- Task to carry out: Reproduce the records below in full, swapping every "Category" for "Label" and leaving all else unchanged.

- Information supplied:
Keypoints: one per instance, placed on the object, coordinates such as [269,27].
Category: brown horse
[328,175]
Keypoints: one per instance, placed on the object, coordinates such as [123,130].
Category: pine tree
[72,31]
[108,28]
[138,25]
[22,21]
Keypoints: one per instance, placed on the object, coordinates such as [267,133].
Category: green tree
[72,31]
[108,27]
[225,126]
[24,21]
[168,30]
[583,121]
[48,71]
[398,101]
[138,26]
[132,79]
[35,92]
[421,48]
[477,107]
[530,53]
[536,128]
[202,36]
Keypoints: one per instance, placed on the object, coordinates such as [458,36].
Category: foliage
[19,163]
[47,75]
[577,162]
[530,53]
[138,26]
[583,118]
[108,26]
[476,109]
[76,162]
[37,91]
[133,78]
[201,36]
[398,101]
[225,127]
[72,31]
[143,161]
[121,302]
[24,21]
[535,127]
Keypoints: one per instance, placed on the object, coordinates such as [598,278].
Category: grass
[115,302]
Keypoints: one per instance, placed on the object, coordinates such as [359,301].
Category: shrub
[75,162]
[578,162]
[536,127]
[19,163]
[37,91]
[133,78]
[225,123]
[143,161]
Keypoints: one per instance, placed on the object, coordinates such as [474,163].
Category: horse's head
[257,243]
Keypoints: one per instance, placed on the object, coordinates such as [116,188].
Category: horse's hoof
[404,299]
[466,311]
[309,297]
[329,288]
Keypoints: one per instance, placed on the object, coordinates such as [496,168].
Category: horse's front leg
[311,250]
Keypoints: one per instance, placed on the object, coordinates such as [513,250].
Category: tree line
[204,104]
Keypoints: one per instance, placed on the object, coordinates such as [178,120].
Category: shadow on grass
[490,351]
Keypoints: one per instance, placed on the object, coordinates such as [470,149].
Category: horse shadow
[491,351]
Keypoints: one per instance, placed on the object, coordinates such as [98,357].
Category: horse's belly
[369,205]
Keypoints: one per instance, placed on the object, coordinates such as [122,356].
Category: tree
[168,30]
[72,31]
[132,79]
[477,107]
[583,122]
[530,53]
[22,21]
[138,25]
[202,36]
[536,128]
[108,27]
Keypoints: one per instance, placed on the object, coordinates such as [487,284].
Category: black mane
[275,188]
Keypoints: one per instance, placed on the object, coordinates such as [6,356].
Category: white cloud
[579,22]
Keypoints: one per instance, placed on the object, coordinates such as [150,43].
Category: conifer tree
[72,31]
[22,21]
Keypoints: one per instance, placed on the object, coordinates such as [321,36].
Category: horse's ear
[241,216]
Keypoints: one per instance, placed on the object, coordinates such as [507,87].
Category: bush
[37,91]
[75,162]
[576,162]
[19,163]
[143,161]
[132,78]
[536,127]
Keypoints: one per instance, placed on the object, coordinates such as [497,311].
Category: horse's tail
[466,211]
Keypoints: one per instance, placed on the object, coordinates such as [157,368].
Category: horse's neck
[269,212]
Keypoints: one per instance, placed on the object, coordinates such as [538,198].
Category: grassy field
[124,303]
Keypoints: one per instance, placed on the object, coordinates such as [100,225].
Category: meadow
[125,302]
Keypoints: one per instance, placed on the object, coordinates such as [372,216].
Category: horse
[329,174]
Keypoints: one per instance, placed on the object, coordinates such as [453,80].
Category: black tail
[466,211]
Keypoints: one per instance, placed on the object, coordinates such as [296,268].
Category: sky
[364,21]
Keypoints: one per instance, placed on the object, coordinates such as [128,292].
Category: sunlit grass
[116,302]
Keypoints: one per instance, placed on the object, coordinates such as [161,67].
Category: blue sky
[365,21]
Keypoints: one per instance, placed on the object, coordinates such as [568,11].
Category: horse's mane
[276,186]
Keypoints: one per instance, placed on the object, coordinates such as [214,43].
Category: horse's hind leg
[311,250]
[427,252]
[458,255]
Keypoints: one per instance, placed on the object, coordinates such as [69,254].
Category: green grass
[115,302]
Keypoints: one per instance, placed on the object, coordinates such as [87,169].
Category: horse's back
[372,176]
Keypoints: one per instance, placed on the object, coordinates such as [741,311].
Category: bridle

- Exercise response:
Keypoints: one per instance, placed on the object, coordinates such as [269,27].
Label: brown horse
[328,175]
Keypoints: one per instance, placed on the object, coordinates such as [123,130].
Label: pine tree
[72,31]
[108,28]
[138,25]
[22,21]
Keypoints: one per instance, placed on the object, coordinates such as [267,133].
Label: green tree
[72,31]
[108,27]
[225,126]
[24,21]
[168,30]
[583,121]
[48,71]
[398,101]
[138,26]
[132,79]
[35,92]
[421,48]
[477,107]
[530,53]
[536,128]
[202,36]
Keypoints: one per instance, placed on the object, coordinates such as [458,36].
Label: foliage
[19,163]
[47,75]
[577,162]
[530,53]
[138,26]
[583,118]
[108,26]
[476,109]
[76,162]
[37,91]
[133,78]
[201,36]
[398,101]
[225,127]
[72,31]
[143,161]
[121,302]
[24,21]
[535,127]
Keypoints: one per instance, placed on the object, coordinates such as [598,278].
Label: grass
[115,302]
Keypoints: one per instance, placed on the object, coordinates such as [359,301].
Label: shrub
[75,162]
[578,162]
[536,127]
[19,163]
[37,91]
[133,78]
[225,123]
[143,161]
Keypoints: one per instance, placed on the object, coordinates such as [474,163].
Label: horse's head
[257,243]
Keypoints: one per instance, placed on the object, coordinates such as [116,188].
Label: horse's hoof
[404,299]
[466,311]
[309,297]
[329,288]
Keypoints: one per instance, placed on the object, coordinates such as [496,168].
Label: horse's front leg
[311,250]
Keypoints: one per instance, placed on the object, coordinates such as [513,250].
Label: tree line
[204,104]
Keypoints: one per instance, placed on the object, coordinates such as [178,120].
Label: shadow on grass
[490,351]
Keypoints: one per instance, placed on the object, coordinates such as [470,149].
Label: horse shadow
[491,351]
Keypoints: one per instance, placed on the object, coordinates such as [98,357].
Label: horse's belly
[369,205]
Keypoints: one per instance, placed on the object, coordinates such as [122,356].
Label: tree
[168,30]
[72,31]
[132,79]
[477,107]
[583,122]
[530,53]
[22,21]
[138,25]
[202,36]
[536,128]
[108,27]
Keypoints: one per instance, placed on the object, coordinates such as [487,284].
Label: black mane
[275,188]
Keypoints: one per instance, placed on the object, coordinates such as [6,356].
Label: white cloud
[579,22]
Keypoints: one per instance, placed on the object, coordinates such as [150,43].
Label: conifer tree
[72,31]
[22,21]
Keypoints: one per instance, placed on the object, coordinates such as [321,36].
Label: horse's ear
[241,216]
Keypoints: one per instance, placed on the object, coordinates such as [507,87].
Label: bush
[37,91]
[75,162]
[576,162]
[19,163]
[143,161]
[132,78]
[536,127]
Keypoints: one per instance, placed on the object, coordinates such as [497,311].
Label: horse's tail
[466,211]
Keypoints: one per instance, placed on the object, coordinates such as [157,368].
Label: horse's neck
[269,212]
Keypoints: one per instance, placed on the object, coordinates such as [538,198].
Label: grassy field
[124,303]
Keypoints: one per instance, placed on the object, coordinates such as [100,225].
Label: meadow
[125,302]
Keypoints: one per instance, placed on the object, coordinates such as [372,216].
Label: horse
[329,174]
Keypoints: one per instance, placed on the object, coordinates such as [453,80].
Label: black tail
[466,211]
Keypoints: one per instance, placed on the object, coordinates such as [296,268].
Label: sky
[364,21]
Keypoints: one per instance, placed on the object, coordinates such as [128,292].
Label: sunlit grass
[116,302]
Keypoints: one per instance, placed on the object, coordinates such as [161,67].
Label: blue sky
[365,21]
Keypoints: one per instance, placed on the object, coordinates such as [568,11].
Label: horse's mane
[276,186]
Keypoints: one per instance, placed on the object, coordinates such as [214,43].
Label: horse's hind leg
[311,250]
[427,252]
[458,255]
Keypoints: one per instance, placed on the object, coordinates such as [69,254].
Label: green grass
[115,302]
Keypoints: one per instance, placed on the object, coordinates such as [87,169].
Label: horse's back
[372,176]
Keypoints: one per instance, placed on the object, coordinates such as [741,311].
Label: bridle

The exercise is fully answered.